BEGIN INFORMATION SUPPLIED

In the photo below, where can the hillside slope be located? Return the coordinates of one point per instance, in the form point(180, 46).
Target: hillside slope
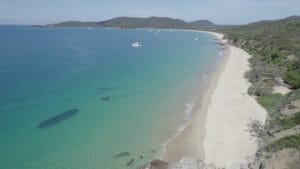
point(134, 22)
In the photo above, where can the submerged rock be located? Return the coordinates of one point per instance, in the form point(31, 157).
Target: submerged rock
point(54, 120)
point(105, 98)
point(155, 164)
point(130, 162)
point(122, 154)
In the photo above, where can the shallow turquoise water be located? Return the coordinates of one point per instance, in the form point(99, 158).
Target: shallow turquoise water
point(129, 100)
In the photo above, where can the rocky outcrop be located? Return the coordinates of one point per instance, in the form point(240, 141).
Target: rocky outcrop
point(183, 163)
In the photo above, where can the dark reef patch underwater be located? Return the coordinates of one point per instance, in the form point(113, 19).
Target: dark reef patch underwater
point(57, 119)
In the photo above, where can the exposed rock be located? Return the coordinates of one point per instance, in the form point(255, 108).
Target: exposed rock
point(183, 163)
point(155, 164)
point(291, 58)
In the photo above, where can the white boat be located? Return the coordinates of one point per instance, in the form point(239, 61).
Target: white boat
point(136, 45)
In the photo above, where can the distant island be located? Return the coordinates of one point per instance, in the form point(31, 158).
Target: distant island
point(274, 75)
point(135, 22)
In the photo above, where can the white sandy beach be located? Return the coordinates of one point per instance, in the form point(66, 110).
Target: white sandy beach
point(227, 142)
point(218, 132)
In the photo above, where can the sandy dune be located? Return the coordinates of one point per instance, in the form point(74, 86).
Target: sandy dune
point(227, 142)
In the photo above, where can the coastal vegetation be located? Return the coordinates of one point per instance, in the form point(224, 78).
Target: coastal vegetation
point(275, 49)
point(134, 22)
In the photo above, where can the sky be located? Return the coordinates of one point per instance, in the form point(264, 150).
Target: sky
point(217, 11)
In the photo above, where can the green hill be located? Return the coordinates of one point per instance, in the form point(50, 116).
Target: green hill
point(134, 22)
point(275, 43)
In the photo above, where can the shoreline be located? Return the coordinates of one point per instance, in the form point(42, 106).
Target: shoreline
point(188, 143)
point(217, 132)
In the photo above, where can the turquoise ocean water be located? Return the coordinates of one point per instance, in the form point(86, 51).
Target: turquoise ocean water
point(75, 98)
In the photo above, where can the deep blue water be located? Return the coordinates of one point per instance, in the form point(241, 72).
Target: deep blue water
point(94, 95)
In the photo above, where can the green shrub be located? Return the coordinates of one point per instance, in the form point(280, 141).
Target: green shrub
point(270, 102)
point(292, 76)
point(286, 142)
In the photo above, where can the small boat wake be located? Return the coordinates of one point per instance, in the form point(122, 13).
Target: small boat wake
point(136, 45)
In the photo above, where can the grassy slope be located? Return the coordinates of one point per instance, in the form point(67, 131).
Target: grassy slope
point(274, 43)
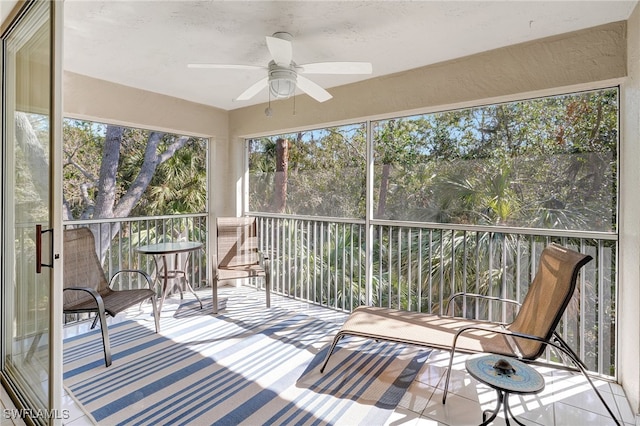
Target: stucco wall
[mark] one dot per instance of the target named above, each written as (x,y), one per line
(575,58)
(629,260)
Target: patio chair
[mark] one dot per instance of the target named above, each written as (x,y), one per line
(525,338)
(237,255)
(86,289)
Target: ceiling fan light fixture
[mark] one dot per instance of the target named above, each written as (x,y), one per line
(282,81)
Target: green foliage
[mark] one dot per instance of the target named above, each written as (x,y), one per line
(179,184)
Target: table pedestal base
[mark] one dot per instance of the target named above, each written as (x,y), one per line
(503,399)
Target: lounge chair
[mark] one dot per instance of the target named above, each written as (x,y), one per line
(86,289)
(237,255)
(525,338)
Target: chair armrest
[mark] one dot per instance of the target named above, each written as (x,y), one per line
(137,271)
(448,307)
(502,330)
(92,292)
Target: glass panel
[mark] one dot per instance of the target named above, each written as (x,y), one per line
(26,199)
(316,173)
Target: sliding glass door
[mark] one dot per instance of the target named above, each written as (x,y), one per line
(31,360)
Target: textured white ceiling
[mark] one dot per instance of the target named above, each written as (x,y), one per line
(147,44)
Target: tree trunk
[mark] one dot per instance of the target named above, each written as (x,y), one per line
(282,166)
(382,198)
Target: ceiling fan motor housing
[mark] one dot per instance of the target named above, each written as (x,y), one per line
(282,80)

END INFORMATION SUPPLIED

• _TASK DETAILS_: For this exercise, transcribe the entries verbatim and skip all pictures.

• _YOUR SOLUTION_:
In the photo below, where can the hillside slope be located? Return the coordinates of one point per instance, in the form point(180, 46).
Target: hillside slope
point(134, 22)
In the photo above, where can the submerged rock be located? Return the coordinates of one point per instance, in the form point(31, 157).
Target: submerged rock
point(54, 120)
point(105, 98)
point(155, 164)
point(130, 162)
point(122, 154)
In the photo above, where can the shallow turquoise water be located? Return the coordinates of one point per instance, in the form point(99, 158).
Target: shallow turquoise water
point(129, 100)
In the photo above, where can the rocky outcrop be located? Return the coordinates of one point per instance, in the form point(240, 141).
Target: rocky outcrop
point(183, 163)
In the photo above, where can the dark reef patch underwater be located? Return the coordinates of one point per instance, in the form point(113, 19).
Target: dark reef patch underwater
point(57, 119)
In the photo above, where can the exposed rock be located? Return the coordinates of one point per instance, in the form point(255, 108).
Target: exposed rock
point(183, 163)
point(155, 164)
point(291, 58)
In the photo above, where can the white boat be located? Return the coordinates of one point per instance, in the form point(239, 61).
Target: white boat
point(136, 45)
In the photo above, where can the distant island be located? Return the coordinates of one point per instance, in the form point(31, 158).
Target: distant island
point(274, 75)
point(135, 22)
In the photo above, where can the white sandy beach be located? Return the coordinates of one point per instance, in the form point(66, 110).
Target: white sandy beach
point(227, 142)
point(218, 132)
In the photo above, where can the sandy dune be located? Return the coordinates of one point per instance, in the form point(74, 86).
Target: sandy dune
point(227, 142)
In the photo above, where can the coastal vegetation be located? Return the coordinates of one point per instance, in the form point(224, 78).
Target: coastal vegetation
point(275, 49)
point(134, 22)
In the photo above, where can the sky be located? Return the coordinates of one point per instance, in the form point(264, 150).
Target: sky
point(217, 11)
In the photo above, where can the green hill be located? Return the coordinates of one point per instance, in the form point(50, 116).
Target: green hill
point(134, 22)
point(275, 43)
In the photo above, where can the shoreline be located? Return the coordinates of one point per instance, in the form point(42, 106).
Target: shoreline
point(188, 143)
point(217, 132)
In the photo above, where can the turquoise ocean water be located? Return the coordinates of one point per instance, in the form point(86, 51).
Target: turquoise ocean water
point(75, 98)
In the photo above, where can the deep blue water be located? Return the coordinates of one point per instance, in the form point(241, 72).
Target: deep blue water
point(94, 95)
In the photo above, where can the green shrub be located? Return the coordinates of one point per instance, in the form point(280, 141).
Target: green shrub
point(270, 102)
point(292, 76)
point(286, 142)
In the photo above, where can the small boat wake be located? Return the coordinates of one point per instance, in the form point(122, 13).
Target: small boat wake
point(136, 45)
In the photo above, where can the grassy slope be located? Return the coordinates of one point per instance, in the form point(67, 131).
Target: grassy slope
point(274, 43)
Target: stucco wall
[mark] one dot per instance of the target named above, each written as (x,y), one per line
(575,58)
(629,260)
Target: patio chair
[mark] one dot per instance of the target named above, each written as (x,y), one per line
(525,338)
(237,255)
(86,289)
Target: ceiling fan light fixture
[mark] one dot per instance of the target named above, each written as (x,y), one per line
(282,81)
Target: green foliage
[mark] one dot per instance of the target named above, each written as (x,y), one per line
(179,184)
Target: table pedestal base
[mark] one dot per instance of the target named above, each written as (x,y), one per line
(503,399)
Target: lounge chair
[mark] one dot per instance of the target named above, each written as (x,y), one per line
(86,289)
(237,255)
(525,338)
Target: chair armrest
[mark] one dot per instance of the target named above, each written as (x,y), one per line
(137,271)
(448,307)
(502,330)
(92,292)
Target: glass panel
[mark] one dot per instance of the target named above, each written as (x,y), one per line
(26,199)
(316,173)
Target: sliding glass door
[mark] one dot per instance of the target named above, each written as (x,y), one per line
(31,360)
Target: textured white ceiling
[mark] one dot per instance of the target named above, each written as (x,y), one per line
(147,44)
Target: tree trunk
[mark] one dot per instance of the target named above, each written as (x,y), one per line
(282,166)
(382,198)
Target: ceiling fan motor housing
[mark] one dot per instance of the target named above, each written as (x,y), one per line
(282,80)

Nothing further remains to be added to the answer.